Goal:
Convert the lines below into a JSON list of strings, one string per line, and leave out any blank lines.

Record excerpts:

================

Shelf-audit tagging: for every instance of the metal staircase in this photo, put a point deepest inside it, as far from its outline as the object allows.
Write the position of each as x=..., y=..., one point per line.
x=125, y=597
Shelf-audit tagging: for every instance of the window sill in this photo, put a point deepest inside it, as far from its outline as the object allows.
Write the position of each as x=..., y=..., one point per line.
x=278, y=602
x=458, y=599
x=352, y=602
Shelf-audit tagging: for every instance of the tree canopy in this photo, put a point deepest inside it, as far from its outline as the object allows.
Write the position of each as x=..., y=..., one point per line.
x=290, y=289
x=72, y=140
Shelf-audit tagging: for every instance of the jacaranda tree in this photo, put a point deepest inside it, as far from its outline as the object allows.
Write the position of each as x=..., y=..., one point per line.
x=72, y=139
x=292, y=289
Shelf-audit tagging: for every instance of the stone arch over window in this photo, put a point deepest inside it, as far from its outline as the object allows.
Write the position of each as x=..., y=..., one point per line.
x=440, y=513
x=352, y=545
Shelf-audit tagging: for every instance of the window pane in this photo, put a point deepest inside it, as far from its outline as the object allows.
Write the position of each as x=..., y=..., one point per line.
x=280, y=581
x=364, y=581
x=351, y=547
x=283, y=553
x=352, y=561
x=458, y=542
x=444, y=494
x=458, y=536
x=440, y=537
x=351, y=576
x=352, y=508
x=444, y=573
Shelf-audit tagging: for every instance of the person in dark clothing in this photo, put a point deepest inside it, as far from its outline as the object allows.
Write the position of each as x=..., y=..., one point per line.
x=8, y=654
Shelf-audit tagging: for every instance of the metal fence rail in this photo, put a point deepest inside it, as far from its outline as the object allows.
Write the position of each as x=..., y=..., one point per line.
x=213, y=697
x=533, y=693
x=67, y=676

================

Correct answer:
[
  "Shelf-audit tagging: for every instance of the metal staircase in this photo, put a point deepest inside it, as far from its outline as the object allows.",
  "Write the position of each as x=..., y=..., one point per line.",
  "x=125, y=597",
  "Shelf-audit tagging: for every instance of the window sill in this photo, put a point deepest inside it, as far from its outline as the object allows.",
  "Write the position of each as x=..., y=..., one point per line.",
  "x=278, y=602",
  "x=458, y=599",
  "x=352, y=602",
  "Shelf-audit tagging: for every instance of the tree canopy in this photo, put a point deepest inside it, as far from its outline as the object allows.",
  "Write the position of each as x=..., y=..., one point per line.",
  "x=290, y=289",
  "x=72, y=140",
  "Shelf-audit tagging: for every instance of the jacaranda tree in this photo, put a point deepest inside it, as far from its outline as the object allows.",
  "Write the position of each as x=..., y=..., one point per line.",
  "x=72, y=139",
  "x=292, y=289",
  "Shelf-audit tagging: for every instance of the stone arch over window in this photo, put a point deepest inside it, as far from its outline as the object allows.",
  "Write the position of each as x=..., y=..., one point per line.",
  "x=440, y=513",
  "x=352, y=545",
  "Shelf-audit tagging: for every instance of the window pane in this photo, put a point deepest inside it, as far from its outline as the object allows.",
  "Write the position of each as x=..., y=..., one point per line.",
  "x=280, y=581",
  "x=364, y=581",
  "x=351, y=547",
  "x=283, y=553",
  "x=352, y=561",
  "x=458, y=542",
  "x=444, y=494",
  "x=458, y=536",
  "x=440, y=537",
  "x=351, y=576",
  "x=352, y=508",
  "x=444, y=573",
  "Shelf-audit tagging: for every instance of the person in dark clothing in this photo, put a point deepest inside it, as far from its outline as the object allows.",
  "Write the position of each as x=..., y=..., one point per line.",
  "x=8, y=654",
  "Shelf-audit tagging: for every instance of the metal fence rail in this photo, put a point deepest inside it, as far from its outline as the object allows.",
  "Write the position of each as x=..., y=..., one point per line.",
  "x=213, y=697",
  "x=533, y=693",
  "x=67, y=676"
]